TEXTAUSZUG:
******

Die kleine interessante Wahlcapelle, die leider seit lange mit zur Sacristei dient, wurde auch vom Flammenmeer verschont und in nichts beschädigt. In dem Raume, wo die engere Wahl der Könige und Kaiser stattfand, sind noch in schwarzen Tafeln von Medaillenform die Namen der acht wahlberechtigten Kurfürstenthümer aufgezeichnet und hängen zur Seite des Altars neben einer Magdalena und Maria mit dem Leichname Christi: Mainz, Trier, Köln, Böhmen, die Tafeln zur Linken des Bildes der Magdalena, die Pfalz, Sachsen, Brandenburg, Braunschweig zwischen den beiden Gemälden. Das letztere, die Maria, wird Albrecht Dürer zugeschrieben, die Magdalena ist von Prante aus Prag.

******

AUFGABEN ZUR ÜBUNG:
**a.** Nenne alle Kurfürstentümer, deren Namen laut dem Textauszug über die Wahlcapelle auf den schwarzen Tafeln stehen.
**b.** Schreibe den Textauszug über die Wahlcapelle nach seinem letzten Satz weiter.
Die anschließenden Zeilen sind vom Textauszug unabhängiges Material.

******

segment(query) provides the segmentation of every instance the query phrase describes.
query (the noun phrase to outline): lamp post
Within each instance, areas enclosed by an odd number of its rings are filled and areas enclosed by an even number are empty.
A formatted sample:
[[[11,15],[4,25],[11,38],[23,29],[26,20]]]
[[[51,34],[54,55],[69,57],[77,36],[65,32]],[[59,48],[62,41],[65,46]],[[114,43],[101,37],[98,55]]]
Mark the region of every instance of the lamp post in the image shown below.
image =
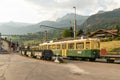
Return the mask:
[[[76,39],[76,7],[73,7],[75,9],[75,16],[74,16],[74,39]]]

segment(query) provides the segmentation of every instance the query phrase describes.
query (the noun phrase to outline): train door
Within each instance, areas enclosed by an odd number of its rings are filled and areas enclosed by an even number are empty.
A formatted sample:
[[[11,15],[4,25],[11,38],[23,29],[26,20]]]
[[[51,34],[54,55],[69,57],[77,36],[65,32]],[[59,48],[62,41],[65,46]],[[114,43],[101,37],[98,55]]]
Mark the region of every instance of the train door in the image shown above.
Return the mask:
[[[62,57],[67,57],[67,46],[66,43],[62,44]]]

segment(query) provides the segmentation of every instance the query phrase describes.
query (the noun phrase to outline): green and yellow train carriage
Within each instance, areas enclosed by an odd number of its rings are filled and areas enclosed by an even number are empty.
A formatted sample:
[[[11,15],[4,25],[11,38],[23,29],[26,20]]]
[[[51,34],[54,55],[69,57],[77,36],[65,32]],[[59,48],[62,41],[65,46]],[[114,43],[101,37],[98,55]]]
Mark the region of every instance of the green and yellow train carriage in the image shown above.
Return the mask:
[[[81,58],[94,61],[100,57],[100,41],[98,39],[78,39],[42,43],[41,50],[52,50],[54,55],[61,55],[64,58]]]

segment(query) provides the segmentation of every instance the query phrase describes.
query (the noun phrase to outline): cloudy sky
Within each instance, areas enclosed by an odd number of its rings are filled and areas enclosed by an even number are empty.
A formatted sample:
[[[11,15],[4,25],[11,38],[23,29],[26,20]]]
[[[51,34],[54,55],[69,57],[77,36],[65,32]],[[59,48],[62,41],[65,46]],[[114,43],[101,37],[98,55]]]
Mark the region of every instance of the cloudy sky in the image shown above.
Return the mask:
[[[120,8],[120,0],[0,0],[0,23],[54,21],[74,13],[73,6],[79,15],[92,15],[99,10]]]

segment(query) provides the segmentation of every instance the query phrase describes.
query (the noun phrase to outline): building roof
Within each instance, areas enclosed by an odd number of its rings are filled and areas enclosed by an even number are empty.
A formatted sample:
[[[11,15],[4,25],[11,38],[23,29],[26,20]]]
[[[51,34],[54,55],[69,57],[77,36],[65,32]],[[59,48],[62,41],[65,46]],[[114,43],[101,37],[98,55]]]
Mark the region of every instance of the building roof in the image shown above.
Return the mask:
[[[99,30],[97,30],[95,32],[91,32],[91,34],[89,35],[89,37],[92,37],[95,34],[101,34],[100,32],[102,32],[102,34],[107,33],[107,34],[112,34],[114,36],[118,36],[118,30],[104,30],[104,29],[99,29]]]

******

ANTWORTEN JE AUFGABE:
**a.** Mainz, Trier, Köln, Böhmen, die Pfalz, Sachsen, Brandenburg, Braunschweig

**b.**
In dieser kleinen alten Wahlcapelle zu weilen, ist für mich seit Jahren von großem Reiz gewesen; möglich auch, daß der Gang über das schöne hohe Chor den Magnet bildete. Wer den Weg öfter gemacht, dem wird die seltsame Beleuchtung dort aufgefallen sein, dies eigenartig gebrochene Licht, sowohl im Sonnenglanz des Tages, wie Abends, wenn die Schatten tiefer wurden. Nie fand ich das hohe Chor schöner, als eben im Dämmerlicht der Abende. Da umwob die ganze durch Kaiserwahl und Krönung so erinnerungsreiche Stätte ein gewisser magischer Schein von zauberhafter Wirkung, und wie es oft entzückend war, das Gold des Abendlichts an den Außenwänden des Domes zu betrachten, so noch hübscher und eigenartiger, die in die Kirche selbst einfallenden letzten Sonnenstrahlen zu sehen. Aus Schatten und Licht formten sich da nicht selten Gestalten und Figuren, bei denen es nur des Aberglaubens einer guten alten Zeit bedurft hätte, um den Wahn vollständig zu machen, daß hier noch einmal in lichten Gebilden phantastischen Spukes auftauche, was sich einst in Wahrheit und Wirklichkeit an der Stätte zugetragen und begeben hat.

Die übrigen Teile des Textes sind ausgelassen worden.